» **Goal of the exercise**: Please reproduce every record, keeping each one exactly as written.

───── Extracted material

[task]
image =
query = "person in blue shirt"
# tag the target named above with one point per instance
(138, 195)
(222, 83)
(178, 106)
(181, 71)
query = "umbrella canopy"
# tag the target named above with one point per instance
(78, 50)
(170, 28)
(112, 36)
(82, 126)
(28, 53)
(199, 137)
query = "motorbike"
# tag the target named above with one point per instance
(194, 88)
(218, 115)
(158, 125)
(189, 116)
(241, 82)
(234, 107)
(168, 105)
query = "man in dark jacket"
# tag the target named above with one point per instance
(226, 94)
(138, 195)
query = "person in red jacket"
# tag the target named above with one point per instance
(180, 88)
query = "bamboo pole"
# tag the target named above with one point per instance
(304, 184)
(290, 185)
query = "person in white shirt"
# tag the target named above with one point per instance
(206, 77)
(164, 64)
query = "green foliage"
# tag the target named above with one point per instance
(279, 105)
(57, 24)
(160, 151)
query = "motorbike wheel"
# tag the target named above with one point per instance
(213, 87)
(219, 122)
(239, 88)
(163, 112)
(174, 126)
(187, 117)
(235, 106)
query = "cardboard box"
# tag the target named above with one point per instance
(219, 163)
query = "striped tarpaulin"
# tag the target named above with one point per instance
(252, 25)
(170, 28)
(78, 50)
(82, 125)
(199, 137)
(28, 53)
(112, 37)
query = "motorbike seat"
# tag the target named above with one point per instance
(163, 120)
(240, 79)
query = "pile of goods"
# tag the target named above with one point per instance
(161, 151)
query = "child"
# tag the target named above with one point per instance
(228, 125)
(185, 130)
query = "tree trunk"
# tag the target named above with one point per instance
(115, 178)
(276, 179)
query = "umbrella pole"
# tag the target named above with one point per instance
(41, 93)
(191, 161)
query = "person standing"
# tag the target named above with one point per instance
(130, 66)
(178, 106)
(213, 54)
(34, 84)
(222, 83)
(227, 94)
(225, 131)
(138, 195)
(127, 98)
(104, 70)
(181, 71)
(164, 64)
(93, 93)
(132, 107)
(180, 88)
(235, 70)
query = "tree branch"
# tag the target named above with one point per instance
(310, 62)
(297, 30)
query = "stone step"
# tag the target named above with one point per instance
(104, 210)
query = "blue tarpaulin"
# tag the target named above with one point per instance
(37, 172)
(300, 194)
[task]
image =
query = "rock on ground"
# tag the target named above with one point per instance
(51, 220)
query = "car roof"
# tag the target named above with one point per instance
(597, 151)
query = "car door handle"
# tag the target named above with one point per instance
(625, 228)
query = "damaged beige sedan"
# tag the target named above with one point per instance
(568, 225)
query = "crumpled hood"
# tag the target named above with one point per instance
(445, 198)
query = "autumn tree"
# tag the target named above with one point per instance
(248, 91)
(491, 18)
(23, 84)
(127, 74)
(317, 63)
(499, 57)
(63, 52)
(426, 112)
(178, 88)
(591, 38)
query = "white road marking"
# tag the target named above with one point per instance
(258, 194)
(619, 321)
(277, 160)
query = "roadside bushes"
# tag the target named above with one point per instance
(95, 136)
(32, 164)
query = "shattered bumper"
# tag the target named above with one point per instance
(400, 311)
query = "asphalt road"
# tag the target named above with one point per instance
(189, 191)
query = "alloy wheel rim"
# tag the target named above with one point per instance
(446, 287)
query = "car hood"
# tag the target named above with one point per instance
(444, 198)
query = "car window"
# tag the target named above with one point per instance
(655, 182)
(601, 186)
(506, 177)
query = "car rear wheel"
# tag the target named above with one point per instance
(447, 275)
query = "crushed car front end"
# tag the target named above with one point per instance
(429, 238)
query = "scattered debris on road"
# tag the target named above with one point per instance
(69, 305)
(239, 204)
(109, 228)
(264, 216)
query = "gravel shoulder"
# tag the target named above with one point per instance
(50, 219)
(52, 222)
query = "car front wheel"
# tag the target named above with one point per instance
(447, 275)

──────────

» **Output for this exercise**:
[task]
image =
query = "person in blue shirt"
# tag the target named above with one point per instance
(138, 195)
(222, 83)
(178, 106)
(181, 71)
query = "umbrella canopy"
# tag the target named above with one point per instance
(78, 50)
(170, 28)
(112, 36)
(82, 126)
(28, 53)
(199, 137)
query = "motorbike"
# tag the target named above with one point per instance
(194, 88)
(218, 115)
(158, 125)
(189, 116)
(241, 82)
(234, 107)
(168, 105)
query = "man in dark jacket"
# tag the target named above with one point per instance
(226, 94)
(138, 195)
query = "person in red jacket"
# tag the target named above with one point per instance
(180, 88)
query = "bamboo pole"
# tag the target named above with one point per instance
(304, 184)
(290, 185)
query = "person in white shirt"
# tag the target named above with one point per instance
(206, 77)
(164, 64)
query = "green foliage"
# tag the target named above with one point per instance
(279, 105)
(57, 24)
(160, 151)
query = "motorbike wheel"
# tag the target named above with one point per instance
(213, 87)
(219, 122)
(239, 88)
(163, 112)
(174, 126)
(187, 117)
(235, 106)
query = "cardboard box"
# tag the target named above with one point per instance
(219, 163)
query = "striped tarpaulin"
# tag the target named above with one point per instance
(252, 25)
(170, 28)
(78, 50)
(82, 125)
(199, 137)
(28, 53)
(112, 37)
query = "motorbike seat"
# tag the target named above with one point per instance
(163, 120)
(240, 79)
query = "pile of goods"
# tag the target named above with one point per instance
(161, 151)
query = "child"
# tag the target named above with one point per instance
(228, 125)
(185, 130)
query = "tree trunk"
# tag the target named above with one point per instance
(115, 178)
(276, 179)
query = "umbrella pole"
# tag the target named above with one point per instance
(41, 93)
(191, 161)
query = "person standing"
# tag the target named above with one point per instance
(130, 66)
(178, 106)
(213, 54)
(34, 84)
(222, 83)
(227, 94)
(225, 131)
(138, 195)
(127, 98)
(104, 70)
(181, 71)
(164, 64)
(93, 93)
(132, 107)
(180, 88)
(235, 70)
query = "tree branch"
# tag the target named above with one point per instance
(310, 62)
(297, 30)
query = "stone step"
# tag the target named above with one point per instance
(104, 210)
query = "blue tarpaulin"
# tag the target named above with one point per instance
(37, 172)
(300, 194)
[task]
image =
query = "rock on ground"
# tag the target named above with one point per instance
(51, 220)
query = "car roof"
# tag the target named above with one point per instance
(597, 151)
query = "car door handle"
# tag the target named above with one point per instance
(625, 228)
query = "damaged beige sedan"
# tag the target named above with one point per instance
(568, 225)
query = "crumpled hood"
# tag the target named above with one point per instance
(445, 198)
query = "autumn tree"
# tag the target named above with one point per instance
(248, 91)
(491, 18)
(23, 84)
(127, 74)
(317, 63)
(499, 57)
(63, 52)
(426, 112)
(178, 88)
(591, 38)
query = "white road marking"
# tag the target named above with one point per instance
(258, 194)
(619, 321)
(277, 160)
query = "roadside bushes"
# tag the target named above with one point per instance
(95, 136)
(32, 164)
query = "shattered bumper"
# tag the target named above with one point per instance
(400, 311)
query = "asphalt road"
# tag the target named above with one point per instance
(189, 191)
query = "alloy wheel rim"
# tag the target named above with one point per instance
(446, 287)
query = "car hood"
# tag the target named above with one point per instance
(444, 198)
query = "car window"
# tag the target named above with one point per instance
(655, 182)
(601, 186)
(506, 177)
query = "car rear wheel"
# tag the target named above with one point per instance
(447, 275)
query = "crushed car front end"
# tag the target named above with one point per instance
(429, 238)
query = "scattered debris on road"
# tag the target named above with one point per instance
(69, 305)
(239, 204)
(109, 228)
(264, 216)
query = "gravel shoulder"
# tag the target named above with one point per instance
(50, 219)
(52, 222)
query = "car front wheel"
# tag the target named above with one point per instance
(447, 275)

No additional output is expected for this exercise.